(DATA FOR THIS EXERCISE)
*** Begin section ***
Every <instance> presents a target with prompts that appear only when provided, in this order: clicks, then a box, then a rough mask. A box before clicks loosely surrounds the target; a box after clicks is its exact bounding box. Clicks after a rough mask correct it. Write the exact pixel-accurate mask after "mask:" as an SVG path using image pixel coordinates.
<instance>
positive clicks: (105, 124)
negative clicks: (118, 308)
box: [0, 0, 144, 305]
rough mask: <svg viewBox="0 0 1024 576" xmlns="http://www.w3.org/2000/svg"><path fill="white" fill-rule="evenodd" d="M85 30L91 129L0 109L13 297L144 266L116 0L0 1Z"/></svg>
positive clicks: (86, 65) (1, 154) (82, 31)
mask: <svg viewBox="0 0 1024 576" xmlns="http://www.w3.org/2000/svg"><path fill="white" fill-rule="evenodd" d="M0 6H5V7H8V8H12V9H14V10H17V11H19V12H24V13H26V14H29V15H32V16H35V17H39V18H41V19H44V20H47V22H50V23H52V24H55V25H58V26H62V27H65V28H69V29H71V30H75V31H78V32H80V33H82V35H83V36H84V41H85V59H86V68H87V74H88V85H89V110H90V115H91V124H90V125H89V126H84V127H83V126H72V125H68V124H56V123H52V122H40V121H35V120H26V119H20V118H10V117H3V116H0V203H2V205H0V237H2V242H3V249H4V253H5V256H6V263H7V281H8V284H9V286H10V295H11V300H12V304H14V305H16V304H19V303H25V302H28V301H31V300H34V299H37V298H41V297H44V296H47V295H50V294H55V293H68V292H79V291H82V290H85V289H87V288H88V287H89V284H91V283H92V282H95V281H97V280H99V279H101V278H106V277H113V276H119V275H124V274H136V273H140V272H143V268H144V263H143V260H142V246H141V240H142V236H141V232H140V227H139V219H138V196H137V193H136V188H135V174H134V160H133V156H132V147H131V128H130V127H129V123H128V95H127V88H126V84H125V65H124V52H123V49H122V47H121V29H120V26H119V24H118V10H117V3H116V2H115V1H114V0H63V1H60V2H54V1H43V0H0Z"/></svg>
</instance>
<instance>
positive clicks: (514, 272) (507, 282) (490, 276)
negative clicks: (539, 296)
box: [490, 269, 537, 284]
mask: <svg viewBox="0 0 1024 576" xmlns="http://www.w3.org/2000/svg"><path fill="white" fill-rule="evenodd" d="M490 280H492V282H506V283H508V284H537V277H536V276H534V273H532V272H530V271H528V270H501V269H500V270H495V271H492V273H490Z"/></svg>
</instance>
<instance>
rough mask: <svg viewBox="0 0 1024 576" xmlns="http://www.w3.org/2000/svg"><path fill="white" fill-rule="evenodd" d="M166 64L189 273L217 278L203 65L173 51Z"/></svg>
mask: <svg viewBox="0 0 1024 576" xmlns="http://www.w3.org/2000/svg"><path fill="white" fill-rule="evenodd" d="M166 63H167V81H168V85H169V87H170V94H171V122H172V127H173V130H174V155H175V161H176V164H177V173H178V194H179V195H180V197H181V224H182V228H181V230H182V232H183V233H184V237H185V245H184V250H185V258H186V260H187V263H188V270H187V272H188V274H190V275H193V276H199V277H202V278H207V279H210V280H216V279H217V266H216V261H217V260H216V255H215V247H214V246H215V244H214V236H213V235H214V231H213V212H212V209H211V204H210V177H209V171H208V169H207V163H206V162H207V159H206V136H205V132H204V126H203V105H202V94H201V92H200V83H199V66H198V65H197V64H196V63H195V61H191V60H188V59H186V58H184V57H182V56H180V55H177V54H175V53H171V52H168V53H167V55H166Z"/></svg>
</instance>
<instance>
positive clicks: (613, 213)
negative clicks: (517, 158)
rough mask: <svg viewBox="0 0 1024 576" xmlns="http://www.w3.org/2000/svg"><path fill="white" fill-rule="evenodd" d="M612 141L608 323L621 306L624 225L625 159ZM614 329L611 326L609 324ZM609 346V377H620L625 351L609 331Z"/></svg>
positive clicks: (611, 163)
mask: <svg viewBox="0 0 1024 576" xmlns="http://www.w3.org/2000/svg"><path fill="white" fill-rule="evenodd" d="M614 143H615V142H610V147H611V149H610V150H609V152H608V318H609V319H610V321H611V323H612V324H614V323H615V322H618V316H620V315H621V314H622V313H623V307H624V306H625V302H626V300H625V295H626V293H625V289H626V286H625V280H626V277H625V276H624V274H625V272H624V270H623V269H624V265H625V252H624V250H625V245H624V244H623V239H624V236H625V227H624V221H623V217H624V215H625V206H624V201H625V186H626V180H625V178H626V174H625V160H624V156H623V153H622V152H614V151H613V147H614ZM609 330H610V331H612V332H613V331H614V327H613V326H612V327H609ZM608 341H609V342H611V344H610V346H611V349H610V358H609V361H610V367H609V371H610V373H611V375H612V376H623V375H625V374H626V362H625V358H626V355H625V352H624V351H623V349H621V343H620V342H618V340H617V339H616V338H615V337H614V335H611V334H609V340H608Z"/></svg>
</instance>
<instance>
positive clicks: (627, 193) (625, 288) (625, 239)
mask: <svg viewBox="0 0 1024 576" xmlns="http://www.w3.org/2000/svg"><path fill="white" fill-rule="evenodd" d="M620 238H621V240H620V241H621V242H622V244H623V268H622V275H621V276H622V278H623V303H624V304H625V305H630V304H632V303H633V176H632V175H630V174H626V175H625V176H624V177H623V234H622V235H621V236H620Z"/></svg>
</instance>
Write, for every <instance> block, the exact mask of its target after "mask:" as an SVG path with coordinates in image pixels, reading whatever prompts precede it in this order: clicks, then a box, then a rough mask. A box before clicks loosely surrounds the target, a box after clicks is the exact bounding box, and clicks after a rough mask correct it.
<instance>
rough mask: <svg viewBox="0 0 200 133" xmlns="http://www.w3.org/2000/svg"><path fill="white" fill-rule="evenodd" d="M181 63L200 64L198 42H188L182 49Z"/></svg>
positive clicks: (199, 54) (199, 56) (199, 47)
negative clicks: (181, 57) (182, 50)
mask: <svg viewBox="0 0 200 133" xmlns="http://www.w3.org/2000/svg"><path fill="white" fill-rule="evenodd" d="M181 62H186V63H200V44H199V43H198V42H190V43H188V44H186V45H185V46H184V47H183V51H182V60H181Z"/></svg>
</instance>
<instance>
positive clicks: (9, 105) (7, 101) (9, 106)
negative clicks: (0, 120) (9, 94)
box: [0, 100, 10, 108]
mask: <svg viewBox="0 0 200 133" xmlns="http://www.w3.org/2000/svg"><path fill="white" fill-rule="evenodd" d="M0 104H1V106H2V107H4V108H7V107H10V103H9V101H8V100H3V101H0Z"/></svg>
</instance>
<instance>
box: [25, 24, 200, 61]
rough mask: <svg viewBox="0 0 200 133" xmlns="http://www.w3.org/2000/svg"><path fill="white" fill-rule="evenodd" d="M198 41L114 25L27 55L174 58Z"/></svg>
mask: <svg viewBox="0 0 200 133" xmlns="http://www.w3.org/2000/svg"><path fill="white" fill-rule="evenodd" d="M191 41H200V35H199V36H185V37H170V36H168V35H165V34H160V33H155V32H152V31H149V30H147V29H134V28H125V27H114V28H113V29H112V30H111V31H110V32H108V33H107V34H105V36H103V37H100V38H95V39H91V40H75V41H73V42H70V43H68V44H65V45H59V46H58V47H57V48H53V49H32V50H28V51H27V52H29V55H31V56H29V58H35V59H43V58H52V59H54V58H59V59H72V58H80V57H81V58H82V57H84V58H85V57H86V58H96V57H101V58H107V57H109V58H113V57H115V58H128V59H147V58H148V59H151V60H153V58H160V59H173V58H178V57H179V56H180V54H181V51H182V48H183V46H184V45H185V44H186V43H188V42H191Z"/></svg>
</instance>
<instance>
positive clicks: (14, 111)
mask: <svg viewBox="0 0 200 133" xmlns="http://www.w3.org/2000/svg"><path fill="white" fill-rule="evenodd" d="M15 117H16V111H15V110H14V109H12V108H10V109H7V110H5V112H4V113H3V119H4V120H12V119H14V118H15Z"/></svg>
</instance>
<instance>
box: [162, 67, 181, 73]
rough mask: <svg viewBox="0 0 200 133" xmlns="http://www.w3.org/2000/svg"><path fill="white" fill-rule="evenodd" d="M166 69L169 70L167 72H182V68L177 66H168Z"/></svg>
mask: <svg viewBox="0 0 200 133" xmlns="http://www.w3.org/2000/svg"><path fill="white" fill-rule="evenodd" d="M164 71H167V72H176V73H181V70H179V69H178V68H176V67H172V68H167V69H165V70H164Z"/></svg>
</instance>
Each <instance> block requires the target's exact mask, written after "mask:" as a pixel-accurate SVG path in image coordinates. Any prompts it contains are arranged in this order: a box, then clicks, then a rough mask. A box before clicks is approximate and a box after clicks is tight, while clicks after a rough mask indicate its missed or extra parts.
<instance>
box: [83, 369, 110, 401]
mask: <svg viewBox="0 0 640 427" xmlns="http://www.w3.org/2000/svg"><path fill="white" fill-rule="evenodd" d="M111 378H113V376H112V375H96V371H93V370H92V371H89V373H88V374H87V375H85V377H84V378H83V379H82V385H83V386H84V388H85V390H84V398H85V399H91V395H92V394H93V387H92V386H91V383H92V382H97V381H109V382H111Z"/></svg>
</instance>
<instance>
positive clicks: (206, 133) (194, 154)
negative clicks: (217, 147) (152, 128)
*** End section ***
For every line above that includes the string "bounding", copy the line.

Every <instance> presents a target with prompts that appear only when provided, in this order: clicks, then a box, then a rough mask. A box before clicks loosely surrounds the target; a box after clicks is its exact bounding box. Clicks after a rough mask correct it. Write the exact pixel-accurate mask after "mask:" as an SVG path using image pixel coordinates.
Write, for every <instance> block, the exact mask of its target after "mask:" as an SVG path with coordinates in image pixels, reading whatever prompts precede it in this order: clicks, then a box, then a rough mask. A box before clicks loosely surrounds the target, a box after clicks is the exact bounding box, and clicks after a rough mask correct it.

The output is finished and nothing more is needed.